- Task requirements: Every entry has to be restated word for word.

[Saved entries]
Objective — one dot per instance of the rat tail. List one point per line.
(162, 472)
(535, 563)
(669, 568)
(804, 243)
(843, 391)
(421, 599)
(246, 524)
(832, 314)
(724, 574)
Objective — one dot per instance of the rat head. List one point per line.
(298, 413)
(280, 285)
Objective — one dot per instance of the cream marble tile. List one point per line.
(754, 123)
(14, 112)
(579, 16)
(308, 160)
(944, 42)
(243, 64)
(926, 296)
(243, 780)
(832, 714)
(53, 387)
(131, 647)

- Solution:
Objective — one dot per instance of the rat tail. List one point per line.
(162, 472)
(535, 563)
(669, 568)
(804, 243)
(843, 391)
(421, 599)
(246, 524)
(832, 314)
(724, 574)
Objective — one dot per instance of the rat head. List one point per line.
(298, 413)
(280, 285)
Objective — one dot per instance of the cream marble tile. List one point per line.
(754, 123)
(14, 112)
(579, 16)
(308, 160)
(944, 42)
(243, 64)
(926, 296)
(243, 780)
(832, 714)
(53, 387)
(131, 647)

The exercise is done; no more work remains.